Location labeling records
"""

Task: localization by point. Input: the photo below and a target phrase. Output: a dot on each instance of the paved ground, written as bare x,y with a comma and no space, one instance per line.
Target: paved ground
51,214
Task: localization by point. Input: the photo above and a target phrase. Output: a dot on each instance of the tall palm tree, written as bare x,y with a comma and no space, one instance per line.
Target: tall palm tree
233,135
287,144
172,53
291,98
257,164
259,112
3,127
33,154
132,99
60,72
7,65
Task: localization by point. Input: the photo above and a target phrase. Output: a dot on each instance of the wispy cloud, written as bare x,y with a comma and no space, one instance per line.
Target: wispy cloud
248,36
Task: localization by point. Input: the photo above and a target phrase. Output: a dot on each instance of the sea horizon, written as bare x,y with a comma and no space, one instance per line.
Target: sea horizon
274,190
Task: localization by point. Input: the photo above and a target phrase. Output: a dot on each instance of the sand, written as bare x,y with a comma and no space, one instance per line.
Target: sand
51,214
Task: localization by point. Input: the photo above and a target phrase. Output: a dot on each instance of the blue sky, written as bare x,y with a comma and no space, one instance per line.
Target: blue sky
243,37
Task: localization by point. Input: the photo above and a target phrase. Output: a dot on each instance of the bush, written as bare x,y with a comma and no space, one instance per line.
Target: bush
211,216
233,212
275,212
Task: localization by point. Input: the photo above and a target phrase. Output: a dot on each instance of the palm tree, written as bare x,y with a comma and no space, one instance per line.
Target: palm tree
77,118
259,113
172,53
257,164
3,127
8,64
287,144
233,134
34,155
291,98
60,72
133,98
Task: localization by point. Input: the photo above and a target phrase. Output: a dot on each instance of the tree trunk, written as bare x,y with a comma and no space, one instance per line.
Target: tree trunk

"""

Goal: Copy the whole listing above line by line, changing nothing.

Completed task:
Task: localization by point. Input: the photo below and a target phrase. Output: a dot on each instance of the paved ground, written as bare x,y with a comma and no space, one instance per line.
Target: paved ground
51,214
Task: localization by point. Input: the photo above and a target phrase. Output: a dot on each instance of the tall palm tree, written as bare x,y with a comma and no space, one instance per line.
Target: tall palm tree
233,135
287,144
172,53
291,98
257,164
259,112
3,127
33,154
132,99
60,72
7,65
Task: localization by point. Input: the photo above and a target phrase. Output: a dot on each instance of the wispy cloud, written as bare x,y with a comma and no space, one instance per line.
Target: wispy cloud
248,36
Task: localization by point. Input: the photo above and a target phrase. Output: a dot on each instance of the sea horizon, written as bare x,y with a comma and no space, one instance per line.
Target: sea horizon
274,190
Task: localization by point. Input: the photo above and a target phrase. Output: a dot on each instance of the sand, written as bare x,y with a comma and no space, one instance per line.
Target: sand
51,214
Task: localization by point. Input: the photo above and a target phrase. Output: a dot on each instance of the blue sky, written as bare x,y with a comma and no space, one instance per line.
Target: blue sky
243,37
Task: localization by point. Input: the photo above and a target phrase. Output: a dot on each instance of the bush, written as bare x,y with a comma and no space, one instance per line.
Target: bush
211,216
233,212
275,212
Task: localization by point. Input: the photo above and a target phrase. Output: a dot on each instance of the palm tree, written as bare x,y with a comma and no space, one instance per line.
Target: palm tree
77,118
259,113
172,53
257,164
3,127
8,64
287,144
233,134
34,155
291,98
60,72
133,98
Task: localization by point. Input: the photo above and a target phrase. Output: a dot on each instance of the tree trunk, written as bare x,y with a comma and no space, one instance per line.
Target: tree trunk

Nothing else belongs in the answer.